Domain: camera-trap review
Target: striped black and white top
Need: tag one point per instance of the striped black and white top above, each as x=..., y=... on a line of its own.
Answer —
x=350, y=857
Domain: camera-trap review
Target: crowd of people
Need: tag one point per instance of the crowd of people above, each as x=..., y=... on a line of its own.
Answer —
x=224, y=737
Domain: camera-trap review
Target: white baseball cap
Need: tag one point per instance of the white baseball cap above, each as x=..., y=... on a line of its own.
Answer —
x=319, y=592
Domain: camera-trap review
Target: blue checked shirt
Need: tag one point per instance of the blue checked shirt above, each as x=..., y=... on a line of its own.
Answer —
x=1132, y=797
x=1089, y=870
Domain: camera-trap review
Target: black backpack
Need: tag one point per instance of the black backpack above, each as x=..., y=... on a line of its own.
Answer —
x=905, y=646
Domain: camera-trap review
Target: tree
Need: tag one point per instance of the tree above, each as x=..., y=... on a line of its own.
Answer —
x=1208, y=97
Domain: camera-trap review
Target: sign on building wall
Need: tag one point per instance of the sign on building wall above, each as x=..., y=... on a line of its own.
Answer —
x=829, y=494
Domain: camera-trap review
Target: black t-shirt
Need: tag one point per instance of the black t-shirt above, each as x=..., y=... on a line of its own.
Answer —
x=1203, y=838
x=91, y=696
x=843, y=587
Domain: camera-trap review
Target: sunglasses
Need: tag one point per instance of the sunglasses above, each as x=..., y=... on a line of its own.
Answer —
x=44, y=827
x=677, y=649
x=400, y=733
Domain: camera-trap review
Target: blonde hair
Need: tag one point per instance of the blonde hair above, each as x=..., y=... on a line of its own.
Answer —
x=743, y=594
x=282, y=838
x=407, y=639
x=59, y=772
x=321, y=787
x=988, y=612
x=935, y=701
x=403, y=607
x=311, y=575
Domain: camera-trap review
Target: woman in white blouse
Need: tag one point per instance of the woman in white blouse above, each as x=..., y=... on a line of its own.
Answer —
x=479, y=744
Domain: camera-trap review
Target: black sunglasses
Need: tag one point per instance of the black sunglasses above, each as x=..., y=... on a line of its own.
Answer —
※
• [PROBLEM STATEMENT]: Write out the part of the items that opens with the very first line and closes with the line containing "x=350, y=857", both ends included. Shift each coordinate in the answers by adding -75 to it, and leave every other line as it is.

• [TASK ANSWER]:
Domain: camera-trap review
Target: striped black and white top
Need: tag one point per instance of the striped black and white top above, each as x=..., y=... on a line of its own.
Answer —
x=275, y=782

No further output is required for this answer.